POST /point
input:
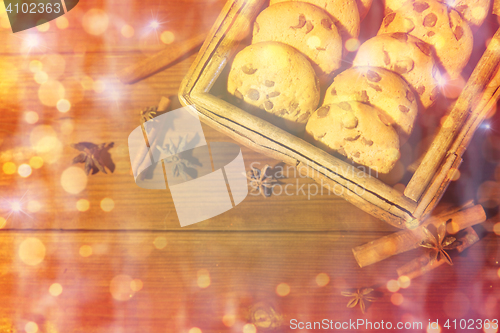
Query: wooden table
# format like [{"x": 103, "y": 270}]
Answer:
[{"x": 133, "y": 268}]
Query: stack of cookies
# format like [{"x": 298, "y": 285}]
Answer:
[
  {"x": 296, "y": 46},
  {"x": 369, "y": 109}
]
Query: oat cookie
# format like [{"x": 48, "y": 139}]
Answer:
[
  {"x": 438, "y": 25},
  {"x": 380, "y": 88},
  {"x": 406, "y": 55},
  {"x": 278, "y": 79},
  {"x": 345, "y": 14},
  {"x": 355, "y": 130},
  {"x": 473, "y": 11},
  {"x": 305, "y": 27},
  {"x": 363, "y": 7}
]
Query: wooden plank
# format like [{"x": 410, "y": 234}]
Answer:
[{"x": 244, "y": 269}]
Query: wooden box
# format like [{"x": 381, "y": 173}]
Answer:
[{"x": 427, "y": 184}]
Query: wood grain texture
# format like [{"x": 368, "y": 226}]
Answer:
[
  {"x": 247, "y": 251},
  {"x": 244, "y": 268}
]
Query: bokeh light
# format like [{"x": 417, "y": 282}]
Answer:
[
  {"x": 51, "y": 92},
  {"x": 249, "y": 328},
  {"x": 397, "y": 299},
  {"x": 85, "y": 251},
  {"x": 456, "y": 305},
  {"x": 107, "y": 204},
  {"x": 352, "y": 44},
  {"x": 31, "y": 327},
  {"x": 32, "y": 251},
  {"x": 120, "y": 288},
  {"x": 62, "y": 22},
  {"x": 31, "y": 117},
  {"x": 154, "y": 24},
  {"x": 228, "y": 320},
  {"x": 63, "y": 105},
  {"x": 404, "y": 281},
  {"x": 496, "y": 228},
  {"x": 82, "y": 205},
  {"x": 95, "y": 22},
  {"x": 136, "y": 285},
  {"x": 452, "y": 227},
  {"x": 73, "y": 180},
  {"x": 492, "y": 327},
  {"x": 87, "y": 83},
  {"x": 24, "y": 170},
  {"x": 433, "y": 327},
  {"x": 203, "y": 280},
  {"x": 36, "y": 162},
  {"x": 34, "y": 206},
  {"x": 160, "y": 242},
  {"x": 282, "y": 289},
  {"x": 393, "y": 286},
  {"x": 322, "y": 279},
  {"x": 55, "y": 289},
  {"x": 43, "y": 27},
  {"x": 127, "y": 31},
  {"x": 454, "y": 174},
  {"x": 35, "y": 66},
  {"x": 41, "y": 77},
  {"x": 167, "y": 37},
  {"x": 98, "y": 86},
  {"x": 9, "y": 168}
]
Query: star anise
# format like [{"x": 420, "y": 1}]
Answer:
[
  {"x": 148, "y": 113},
  {"x": 360, "y": 296},
  {"x": 259, "y": 181},
  {"x": 440, "y": 245},
  {"x": 93, "y": 156},
  {"x": 180, "y": 165}
]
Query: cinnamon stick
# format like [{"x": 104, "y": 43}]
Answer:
[
  {"x": 467, "y": 101},
  {"x": 496, "y": 7},
  {"x": 140, "y": 160},
  {"x": 431, "y": 197},
  {"x": 422, "y": 264},
  {"x": 160, "y": 60},
  {"x": 406, "y": 240}
]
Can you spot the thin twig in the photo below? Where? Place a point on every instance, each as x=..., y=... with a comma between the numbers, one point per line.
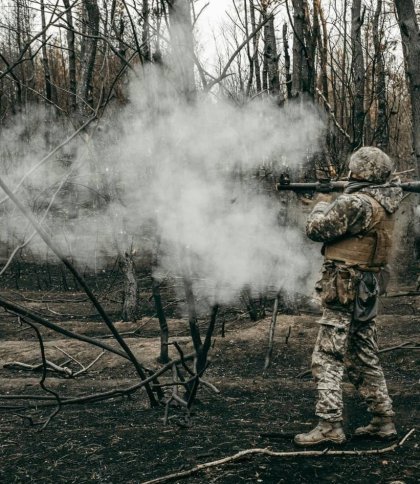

• EXERCISE DIRECTIONS:
Reproduce the lines between the one holding "Query: star anise" and the end of the records, inclusive, with "cinnamon stick" changed to "cinnamon quill" and nothing else altered. Leave the pictures out.

• OUTPUT FOR THIS EXERCISE:
Query: star anise
# format like [{"x": 420, "y": 1}]
Answer:
[
  {"x": 148, "y": 113},
  {"x": 360, "y": 296},
  {"x": 259, "y": 181},
  {"x": 440, "y": 245},
  {"x": 93, "y": 156},
  {"x": 180, "y": 165}
]
Query: cinnamon quill
# format like [{"x": 104, "y": 43}]
Answer:
[
  {"x": 467, "y": 101},
  {"x": 496, "y": 7},
  {"x": 140, "y": 160},
  {"x": 431, "y": 197},
  {"x": 422, "y": 264},
  {"x": 160, "y": 60},
  {"x": 406, "y": 240}
]
Can you spot the thin twig in the photo below? Where? Place a point on every instance, each as x=..., y=... with a comma between the numbers, one point per line.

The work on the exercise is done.